►

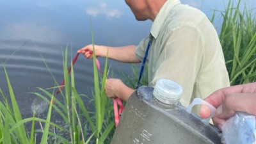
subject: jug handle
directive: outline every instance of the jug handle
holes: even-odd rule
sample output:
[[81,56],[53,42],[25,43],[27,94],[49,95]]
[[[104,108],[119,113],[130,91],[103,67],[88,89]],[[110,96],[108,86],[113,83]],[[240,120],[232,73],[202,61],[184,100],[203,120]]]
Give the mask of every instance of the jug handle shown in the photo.
[[214,116],[214,115],[215,115],[216,108],[214,107],[213,107],[211,104],[208,103],[207,102],[206,102],[201,99],[199,99],[199,98],[195,98],[193,100],[192,103],[188,106],[188,108],[186,109],[186,111],[189,113],[191,113],[193,107],[196,104],[204,104],[204,105],[206,105],[207,106],[208,106],[208,108],[210,109],[210,110],[211,110],[210,116],[207,118],[203,118],[201,120],[201,121],[204,124],[205,124],[205,125],[209,125],[209,122],[210,119],[212,117]]

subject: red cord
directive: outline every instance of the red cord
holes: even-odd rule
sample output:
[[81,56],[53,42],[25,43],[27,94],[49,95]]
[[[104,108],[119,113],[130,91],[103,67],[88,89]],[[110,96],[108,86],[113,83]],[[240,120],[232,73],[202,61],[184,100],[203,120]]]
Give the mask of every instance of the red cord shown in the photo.
[[[72,61],[73,66],[75,65],[79,54],[80,53],[77,53],[76,54],[76,56],[75,56],[75,58],[74,58],[74,60]],[[96,61],[99,63],[98,60],[96,59]],[[99,67],[98,67],[98,70],[100,71],[100,73],[103,74],[103,72],[100,69]],[[71,71],[71,66],[70,66],[68,68],[68,74],[70,74],[70,71]],[[63,88],[64,84],[65,84],[65,79],[63,79],[62,81],[62,83],[60,86],[59,90],[57,91],[57,92],[54,95],[55,97],[62,90],[62,89]],[[54,103],[55,103],[55,101],[52,100],[52,104],[54,104]],[[118,105],[119,110],[118,110],[118,108],[117,105]],[[114,106],[115,122],[115,125],[116,127],[117,125],[118,124],[119,119],[120,118],[120,115],[124,110],[123,102],[122,102],[122,99],[120,99],[120,98],[118,98],[118,97],[113,99],[113,106]]]

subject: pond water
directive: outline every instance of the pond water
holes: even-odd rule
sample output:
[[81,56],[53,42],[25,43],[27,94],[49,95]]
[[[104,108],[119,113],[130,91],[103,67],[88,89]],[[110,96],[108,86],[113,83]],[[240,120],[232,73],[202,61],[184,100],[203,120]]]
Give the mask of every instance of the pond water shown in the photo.
[[[228,2],[182,1],[202,10],[209,17],[212,10],[223,10]],[[254,0],[248,3],[250,6],[255,5]],[[36,87],[56,85],[45,63],[60,84],[67,45],[70,60],[78,49],[92,43],[91,25],[96,44],[121,46],[138,44],[148,34],[152,24],[136,20],[120,0],[1,0],[0,13],[0,88],[8,95],[4,65],[24,115],[32,113],[30,107],[35,95],[29,92],[36,92]],[[104,59],[99,61],[104,63]],[[119,70],[131,72],[129,64],[109,63],[116,77]],[[92,60],[80,56],[74,66],[76,89],[80,93],[92,95]]]

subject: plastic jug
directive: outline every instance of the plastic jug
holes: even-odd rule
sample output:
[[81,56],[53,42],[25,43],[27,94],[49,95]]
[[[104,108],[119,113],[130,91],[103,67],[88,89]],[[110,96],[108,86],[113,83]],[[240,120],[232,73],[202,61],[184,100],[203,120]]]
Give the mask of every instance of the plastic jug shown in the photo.
[[167,79],[141,86],[126,103],[111,144],[221,143],[220,131],[186,111],[182,88]]

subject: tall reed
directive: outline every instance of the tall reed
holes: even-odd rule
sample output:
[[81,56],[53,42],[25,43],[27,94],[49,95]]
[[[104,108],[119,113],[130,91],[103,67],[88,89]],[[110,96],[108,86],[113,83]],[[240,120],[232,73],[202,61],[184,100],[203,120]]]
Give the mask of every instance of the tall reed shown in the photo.
[[239,0],[235,6],[234,1],[229,1],[221,13],[223,21],[220,39],[231,85],[256,80],[255,15],[246,4],[241,12],[241,3]]

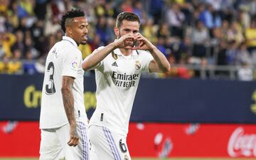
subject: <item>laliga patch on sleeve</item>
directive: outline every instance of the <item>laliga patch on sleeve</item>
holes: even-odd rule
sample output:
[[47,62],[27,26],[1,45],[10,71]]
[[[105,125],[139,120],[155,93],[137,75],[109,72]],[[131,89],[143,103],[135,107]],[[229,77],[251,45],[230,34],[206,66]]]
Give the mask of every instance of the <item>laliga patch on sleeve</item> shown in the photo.
[[78,68],[78,63],[77,61],[73,61],[71,63],[71,67],[74,69],[77,69]]

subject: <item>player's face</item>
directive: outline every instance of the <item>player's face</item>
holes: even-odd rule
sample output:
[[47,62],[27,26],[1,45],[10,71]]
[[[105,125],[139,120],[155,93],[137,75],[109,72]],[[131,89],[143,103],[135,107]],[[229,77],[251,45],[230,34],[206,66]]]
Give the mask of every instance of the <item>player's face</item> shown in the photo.
[[[121,23],[120,28],[115,29],[115,34],[117,38],[128,33],[132,33],[135,36],[136,33],[139,33],[139,23],[138,21],[124,20]],[[124,41],[124,43],[133,47],[135,44],[135,41],[134,38],[129,38]]]
[[74,23],[71,26],[72,38],[79,44],[85,45],[87,41],[88,23],[83,17],[74,18]]

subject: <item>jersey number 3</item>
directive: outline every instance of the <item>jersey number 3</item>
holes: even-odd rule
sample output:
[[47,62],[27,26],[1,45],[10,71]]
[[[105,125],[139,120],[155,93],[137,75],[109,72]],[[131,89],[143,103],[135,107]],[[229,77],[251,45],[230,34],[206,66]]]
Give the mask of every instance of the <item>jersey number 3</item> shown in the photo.
[[53,62],[49,63],[47,67],[47,73],[50,76],[48,76],[49,81],[48,82],[48,85],[46,85],[46,92],[47,95],[53,95],[56,92],[53,80],[54,64]]

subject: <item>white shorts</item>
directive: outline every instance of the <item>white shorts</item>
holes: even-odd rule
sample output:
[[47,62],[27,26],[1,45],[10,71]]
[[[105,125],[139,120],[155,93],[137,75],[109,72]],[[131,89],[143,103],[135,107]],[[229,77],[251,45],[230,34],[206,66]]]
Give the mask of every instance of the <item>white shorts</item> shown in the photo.
[[91,125],[88,137],[92,147],[90,160],[131,160],[126,137],[111,132],[104,127]]
[[88,160],[89,142],[85,123],[77,122],[79,144],[70,146],[70,125],[54,129],[42,129],[40,144],[40,160]]

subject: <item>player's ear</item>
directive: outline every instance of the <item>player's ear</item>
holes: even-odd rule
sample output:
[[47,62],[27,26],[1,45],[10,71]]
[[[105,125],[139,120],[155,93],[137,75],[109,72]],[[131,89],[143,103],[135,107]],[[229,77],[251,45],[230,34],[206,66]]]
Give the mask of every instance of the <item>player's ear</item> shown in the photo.
[[72,35],[72,29],[70,27],[66,27],[67,35]]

◄

→ **Problem to work on**
Print everything from the beginning of the lines above down to the line containing "Give the mask of every instance of the jug", inclusive, without any pictures.

→ **Full response**
subject: jug handle
directive: outline every instance of the jug handle
holes: even-odd rule
sample output:
[[81,56],[53,42],[25,43],[27,94],[49,95]]
[[[104,108],[119,113],[130,91],[103,67],[88,89]],[[110,96],[108,86],[113,83]],[[240,120],[232,73],[202,61],[184,100],[203,120]]]
Give the mask of every instance of the jug handle shown in the photo.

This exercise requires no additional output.